__SUPPLIED MATERIAL__.
== == ==
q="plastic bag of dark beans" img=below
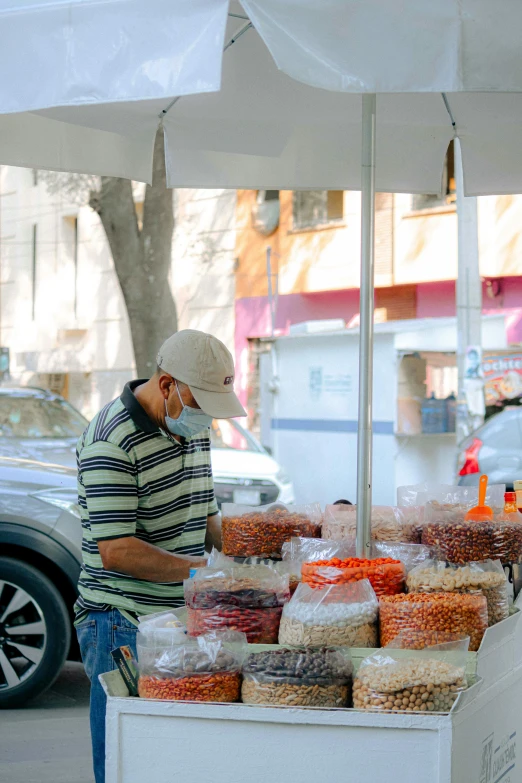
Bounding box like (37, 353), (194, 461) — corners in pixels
(221, 502), (322, 558)
(137, 630), (247, 702)
(241, 647), (353, 707)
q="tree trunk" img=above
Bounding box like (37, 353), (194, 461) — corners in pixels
(90, 130), (177, 377)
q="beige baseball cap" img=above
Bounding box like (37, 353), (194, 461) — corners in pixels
(156, 330), (246, 418)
== == ==
__TASK DIRECTIONS__. Would it be possible to print the records above verbatim, pictures omitted?

__EXPECTED ANSWER__.
q="plastic bag of dark beans" img=below
Bounding box like (37, 353), (194, 461) — corners in pixels
(221, 502), (322, 558)
(137, 630), (247, 702)
(241, 647), (353, 707)
q="tree trunk" img=above
Bounding box like (37, 353), (194, 461) — corners in pixels
(90, 130), (177, 377)
q="beige baseball cap" img=above
Bounding box like (37, 353), (194, 461) — corners in pixels
(156, 330), (246, 418)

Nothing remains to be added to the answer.